_Work to be completed_: Every line of the listing must be reproduced as it stands. Leave the images behind.

_Data to process_:
═══

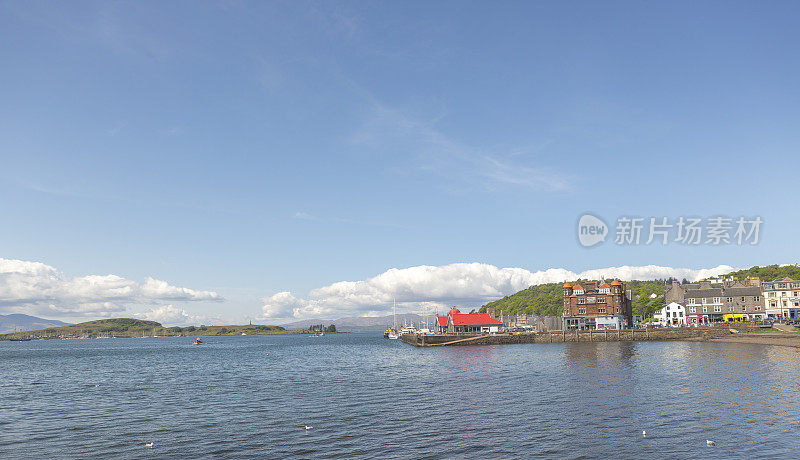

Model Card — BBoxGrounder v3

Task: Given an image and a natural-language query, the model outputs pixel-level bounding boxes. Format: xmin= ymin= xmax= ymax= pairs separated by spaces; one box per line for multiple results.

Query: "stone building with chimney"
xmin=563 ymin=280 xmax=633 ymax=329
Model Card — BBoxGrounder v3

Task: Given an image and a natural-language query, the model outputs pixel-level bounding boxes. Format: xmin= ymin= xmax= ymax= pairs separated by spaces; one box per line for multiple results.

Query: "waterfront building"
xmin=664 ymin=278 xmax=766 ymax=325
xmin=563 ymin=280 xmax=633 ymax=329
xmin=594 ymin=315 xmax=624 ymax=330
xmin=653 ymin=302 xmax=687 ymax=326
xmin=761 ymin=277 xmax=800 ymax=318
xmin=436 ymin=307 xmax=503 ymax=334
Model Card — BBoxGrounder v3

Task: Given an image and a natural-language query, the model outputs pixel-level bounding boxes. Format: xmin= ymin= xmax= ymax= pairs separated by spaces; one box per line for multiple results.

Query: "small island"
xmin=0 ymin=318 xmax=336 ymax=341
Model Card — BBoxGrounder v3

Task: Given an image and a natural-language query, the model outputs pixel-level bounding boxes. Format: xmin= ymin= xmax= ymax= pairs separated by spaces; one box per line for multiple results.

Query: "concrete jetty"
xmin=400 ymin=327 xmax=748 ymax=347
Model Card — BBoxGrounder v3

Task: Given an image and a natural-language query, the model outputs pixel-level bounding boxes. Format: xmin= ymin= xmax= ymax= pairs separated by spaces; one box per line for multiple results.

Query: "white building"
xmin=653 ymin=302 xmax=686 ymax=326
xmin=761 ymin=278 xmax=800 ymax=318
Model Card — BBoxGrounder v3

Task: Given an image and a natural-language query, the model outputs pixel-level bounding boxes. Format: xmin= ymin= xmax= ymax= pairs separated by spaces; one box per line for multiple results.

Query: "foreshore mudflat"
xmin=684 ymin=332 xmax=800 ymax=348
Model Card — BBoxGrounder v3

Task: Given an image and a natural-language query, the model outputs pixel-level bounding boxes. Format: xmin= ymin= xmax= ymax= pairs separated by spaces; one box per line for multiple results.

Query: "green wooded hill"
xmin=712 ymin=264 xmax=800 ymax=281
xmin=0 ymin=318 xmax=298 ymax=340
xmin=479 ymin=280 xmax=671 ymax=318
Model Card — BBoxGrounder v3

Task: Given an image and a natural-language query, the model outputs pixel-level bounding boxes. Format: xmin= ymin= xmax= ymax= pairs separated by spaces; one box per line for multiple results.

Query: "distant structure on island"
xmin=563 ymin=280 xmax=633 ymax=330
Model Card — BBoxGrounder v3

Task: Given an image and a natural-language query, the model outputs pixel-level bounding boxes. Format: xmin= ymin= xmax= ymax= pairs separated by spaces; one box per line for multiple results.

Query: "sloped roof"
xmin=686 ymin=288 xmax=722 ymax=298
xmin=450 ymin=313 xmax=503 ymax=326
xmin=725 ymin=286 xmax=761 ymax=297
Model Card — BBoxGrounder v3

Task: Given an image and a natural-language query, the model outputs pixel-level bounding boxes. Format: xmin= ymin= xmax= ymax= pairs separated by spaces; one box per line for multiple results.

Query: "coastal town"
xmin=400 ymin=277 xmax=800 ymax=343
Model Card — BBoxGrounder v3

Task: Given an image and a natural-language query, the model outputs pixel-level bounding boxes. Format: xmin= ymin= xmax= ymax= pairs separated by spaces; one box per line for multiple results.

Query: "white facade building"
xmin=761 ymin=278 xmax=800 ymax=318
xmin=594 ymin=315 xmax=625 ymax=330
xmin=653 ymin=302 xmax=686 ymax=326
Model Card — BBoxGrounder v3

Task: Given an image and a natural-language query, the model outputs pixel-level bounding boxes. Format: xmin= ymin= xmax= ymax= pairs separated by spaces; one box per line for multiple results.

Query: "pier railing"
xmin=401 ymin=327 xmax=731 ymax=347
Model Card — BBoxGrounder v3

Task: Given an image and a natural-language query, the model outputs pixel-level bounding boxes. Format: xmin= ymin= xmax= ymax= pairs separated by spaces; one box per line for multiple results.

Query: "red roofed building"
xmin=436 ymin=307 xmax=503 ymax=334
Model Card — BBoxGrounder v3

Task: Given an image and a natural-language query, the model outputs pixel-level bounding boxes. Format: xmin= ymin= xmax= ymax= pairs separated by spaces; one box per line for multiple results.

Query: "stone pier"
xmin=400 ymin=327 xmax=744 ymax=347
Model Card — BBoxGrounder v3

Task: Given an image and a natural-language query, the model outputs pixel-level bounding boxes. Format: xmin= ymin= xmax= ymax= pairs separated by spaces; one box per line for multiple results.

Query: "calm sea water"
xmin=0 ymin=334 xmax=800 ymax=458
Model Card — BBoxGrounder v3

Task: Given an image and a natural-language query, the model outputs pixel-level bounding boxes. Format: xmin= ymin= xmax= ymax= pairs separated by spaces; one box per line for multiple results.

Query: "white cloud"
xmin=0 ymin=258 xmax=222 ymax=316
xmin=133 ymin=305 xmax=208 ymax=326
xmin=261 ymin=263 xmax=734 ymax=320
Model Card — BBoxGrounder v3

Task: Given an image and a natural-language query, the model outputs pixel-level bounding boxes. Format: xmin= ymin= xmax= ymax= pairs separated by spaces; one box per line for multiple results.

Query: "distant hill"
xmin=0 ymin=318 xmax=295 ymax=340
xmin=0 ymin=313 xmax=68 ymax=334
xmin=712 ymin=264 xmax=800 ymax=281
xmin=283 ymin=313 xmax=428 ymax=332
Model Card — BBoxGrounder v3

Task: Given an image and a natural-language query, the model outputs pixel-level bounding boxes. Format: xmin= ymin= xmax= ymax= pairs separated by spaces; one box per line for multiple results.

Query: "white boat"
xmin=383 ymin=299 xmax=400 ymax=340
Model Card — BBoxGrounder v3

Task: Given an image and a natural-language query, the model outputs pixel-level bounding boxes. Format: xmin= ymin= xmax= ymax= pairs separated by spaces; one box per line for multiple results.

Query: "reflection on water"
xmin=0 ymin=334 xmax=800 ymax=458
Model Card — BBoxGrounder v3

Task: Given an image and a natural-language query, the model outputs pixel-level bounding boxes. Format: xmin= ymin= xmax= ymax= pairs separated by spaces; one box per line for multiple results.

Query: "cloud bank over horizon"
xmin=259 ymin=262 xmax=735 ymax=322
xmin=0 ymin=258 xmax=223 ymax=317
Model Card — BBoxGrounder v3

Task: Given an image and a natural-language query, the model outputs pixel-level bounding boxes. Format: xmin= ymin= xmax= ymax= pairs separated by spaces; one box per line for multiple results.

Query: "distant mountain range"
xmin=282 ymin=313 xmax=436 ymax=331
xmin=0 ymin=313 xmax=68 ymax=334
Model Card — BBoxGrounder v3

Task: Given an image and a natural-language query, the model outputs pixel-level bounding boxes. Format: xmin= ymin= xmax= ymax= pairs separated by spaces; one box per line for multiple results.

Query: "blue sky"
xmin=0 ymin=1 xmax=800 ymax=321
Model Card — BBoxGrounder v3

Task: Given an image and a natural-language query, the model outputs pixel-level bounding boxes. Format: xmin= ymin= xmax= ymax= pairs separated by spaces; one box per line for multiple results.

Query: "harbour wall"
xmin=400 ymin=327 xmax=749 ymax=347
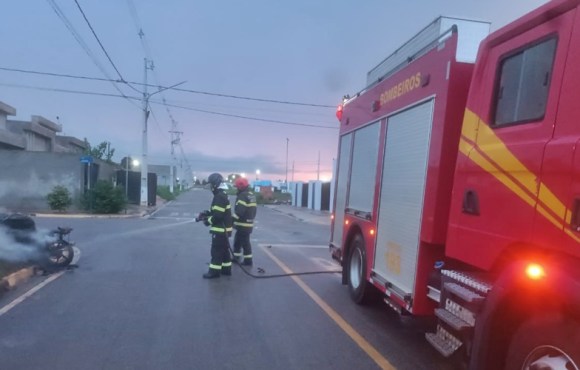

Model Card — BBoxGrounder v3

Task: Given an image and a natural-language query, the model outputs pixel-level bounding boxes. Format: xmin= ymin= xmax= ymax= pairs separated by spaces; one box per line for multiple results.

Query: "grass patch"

═══

_Reply to the exercise_:
Model Card — BBoxGrounder v3

Task: Given an image and a natural-language query, the model outputs pixel-level bounding boxes. Format: xmin= ymin= xmax= ymax= pairs separated by spaces; one box per line for multiple results.

Query: "stone building with chimney"
xmin=563 ymin=280 xmax=633 ymax=329
Model Card — BBoxGrounder v3

Task: Given an image and a natural-language query, the model outputs pixel-level bounding boxes. Format: xmin= ymin= xmax= ymax= pairs separated by spaces; one box per line for multiple results.

Query: "waterfront building"
xmin=664 ymin=278 xmax=766 ymax=325
xmin=563 ymin=280 xmax=633 ymax=329
xmin=594 ymin=315 xmax=624 ymax=330
xmin=653 ymin=302 xmax=687 ymax=326
xmin=761 ymin=277 xmax=800 ymax=318
xmin=436 ymin=307 xmax=503 ymax=334
Model Card — BBoxGrounder v3

Task: Given an image and a natural-language query, the model outputs pixel-level bounding boxes. Format: xmin= ymin= xmax= ymax= pairs separated by spaces; one box per line for multiple results.

Query: "small island"
xmin=0 ymin=318 xmax=336 ymax=341
Model Card — BBoxGrounder v3

Task: Given an image and a natural-language query, the model outputs pixel-level bounding boxes. Format: xmin= ymin= xmax= ymax= pairs separated by spaces; one box per line for multiple results.

Query: "concrete jetty"
xmin=400 ymin=327 xmax=748 ymax=347
Model Card — BBoxGrounder v3

Task: Given an image and a natural-language query, the model outputs pixel-level bounding boxes. Format: xmin= ymin= xmax= ymax= pairs separated by spaces; one box per line for multiple results.

Query: "white building"
xmin=653 ymin=302 xmax=686 ymax=326
xmin=761 ymin=278 xmax=800 ymax=318
Model Card — BBoxGrounder v3

Task: Given an image and a natural-language query, the model outputs pixel-level bounding boxes. Format: xmin= ymin= xmax= ymax= pairs separated by spaces; one box per line for multiple results.

Query: "foreshore mudflat"
xmin=684 ymin=332 xmax=800 ymax=348
Model Card — BBoxGrounder v3

Task: Given an image and a natural-language query, the model outputs pixel-level bounding boxes. Format: xmin= ymin= xmax= ymax= pairs separated by spaces; one box per line for multiple results.

Query: "green wooded hill"
xmin=712 ymin=264 xmax=800 ymax=281
xmin=0 ymin=318 xmax=298 ymax=340
xmin=479 ymin=280 xmax=671 ymax=318
Model Card — BBoxGrounder v3

Task: Given an image and a natural-language query, the model outputs pixel-level bounding boxes. Format: xmin= ymin= xmax= ymax= pairs separated by spaces; one box per line for multiple results.

Query: "distant structure on island"
xmin=563 ymin=280 xmax=633 ymax=330
Model Card — BBoxGrounder v3

Task: Given an image and a natural-language query, the model outputs pixel-level bounding boxes. Format: xmin= ymin= xmax= ymax= pairs separated by spaces; one box per line for multiple results.

Query: "sloped roof"
xmin=686 ymin=288 xmax=722 ymax=298
xmin=450 ymin=313 xmax=503 ymax=326
xmin=725 ymin=286 xmax=761 ymax=297
Model Card — BBoxGrounder v3

Task: Given an image and a natural-language query, the model outputs pixel-level bounding boxes. Format: xmin= ymin= xmax= ymax= pairs separated by spaces; one box per line for multiple results.

Query: "coastal town"
xmin=400 ymin=277 xmax=800 ymax=343
Model Card — BBoxGrounder v3

Task: Given an image and a natural-language query, the model outputs pixel-level bounding boxes. Format: xmin= ymin= xmax= ymax= pairs separated by spaces; one box per line for multiple results.

Query: "white facade building"
xmin=761 ymin=278 xmax=800 ymax=318
xmin=594 ymin=315 xmax=625 ymax=330
xmin=653 ymin=302 xmax=686 ymax=326
Model Card — BBoxGrounder v3

Task: Given an image and a natural-language query, the model outputs pixel-level bounding boxes. Format: xmin= ymin= xmax= ymax= pairs separated by spaces; one box per line for multiple results.

Query: "pier railing"
xmin=401 ymin=327 xmax=731 ymax=347
Model Card — BBoxGrounder v3

Task: Given an image and a natural-language query, the model outputs pixel-level bounding boxes. Format: xmin= ymin= xmax= ymax= pairs separated by spaces; one box per line for multiple results.

Query: "red roofed building"
xmin=436 ymin=307 xmax=503 ymax=334
Model Card — BBoxGrounder v3

Task: Given an image and a natural-language query, the model outputs pixel-level bounding boxes. Format: xmin= ymin= xmax= ymax= pairs separated by spaces; one box per line for multiple results.

Query: "stone pier"
xmin=400 ymin=327 xmax=744 ymax=347
Model Card — BBoxGrounder v3

Task: Given an image and a natural-language query, the model outputs pixel-level bounding boxes. Format: xmin= ymin= xmax= ymax= pairs separated by spaces; one box per line for multiple results.

Query: "calm sea water"
xmin=0 ymin=334 xmax=800 ymax=458
Model Card — BBoxGrounder v3

Task: Given an image and a natural-language query, the model outputs pixel-level bounding boxes. Format: xmin= ymin= xmax= ymax= pairs separated by spaces; one box per line for multiple results.

Query: "white cloud"
xmin=0 ymin=258 xmax=222 ymax=316
xmin=133 ymin=305 xmax=208 ymax=326
xmin=261 ymin=263 xmax=734 ymax=320
Model Card — BBoxGrounder v3

Task: Given an image and a natural-language query, the model outputs pixel-level bounding boxes. Format: xmin= ymin= xmax= ymax= pairs separated by spaces; one box per line for multiple results.

Query: "distant hill"
xmin=0 ymin=318 xmax=295 ymax=340
xmin=0 ymin=313 xmax=68 ymax=334
xmin=712 ymin=264 xmax=800 ymax=281
xmin=283 ymin=313 xmax=428 ymax=332
Model Card — BBoxGrounder v3

Task: Given an image and a natural-language query, the model outputs pixel-level bounding boxes. Format: xmin= ymin= xmax= ymax= pairs separated by spaces; one box per line for multiple results.

Query: "white boat"
xmin=383 ymin=299 xmax=400 ymax=340
Model Card — BBoxGrounder v3

Task: Given an image and a natural-language query, the model outputs pixel-level bounding boxes. Format: xmin= ymin= xmax= ymax= pairs separated by spaces; one box per line for multiple results.

Query: "reflection on water"
xmin=0 ymin=334 xmax=800 ymax=458
Model Card — BBoxGrounder v3

Task: Given an image and a natural-language query, the model outputs pixel-level bounding boxes. Format: xmin= ymin= xmax= ymax= pairs separated by spaces; one box per line for multiple results.

Query: "cloud bank over horizon"
xmin=259 ymin=262 xmax=735 ymax=322
xmin=0 ymin=258 xmax=223 ymax=317
Model Card — BBoxGrounder v3

Task: Given an image and a natural-language query, the model outputs pixel-level bounding boxes. Format: xmin= ymin= xmax= ymax= pairs separated by spaces; one box per line for multiple results.

Query: "distant mountain range"
xmin=282 ymin=313 xmax=436 ymax=331
xmin=0 ymin=313 xmax=68 ymax=334
Model Card — BBoxGrounder v3

Task: Given an image and a natural-language query, the model outputs pixel-level bounding boxes. Format: xmin= ymin= xmax= ymax= pairs separated by spaces; one box per line for multiple results.

Query: "blue sky"
xmin=0 ymin=1 xmax=800 ymax=321
Model Card — BBoxGrounder v3

Task: Given an image and a natural-language query, the model outputs pixel-level bounding boxes. Format: xmin= ymin= xmax= ymax= pairs separated by spaces; one box per line for multiple results.

Query: "harbour wall"
xmin=400 ymin=327 xmax=749 ymax=347

Model Card — BBoxGrounder v3

Task: Given an image and a natural-language query, the model outputs pixel-level bounding boxes. Format: xmin= ymin= xmax= ymax= pairs separated by spaces; one box per line for multiple results.

Query: "grass patch"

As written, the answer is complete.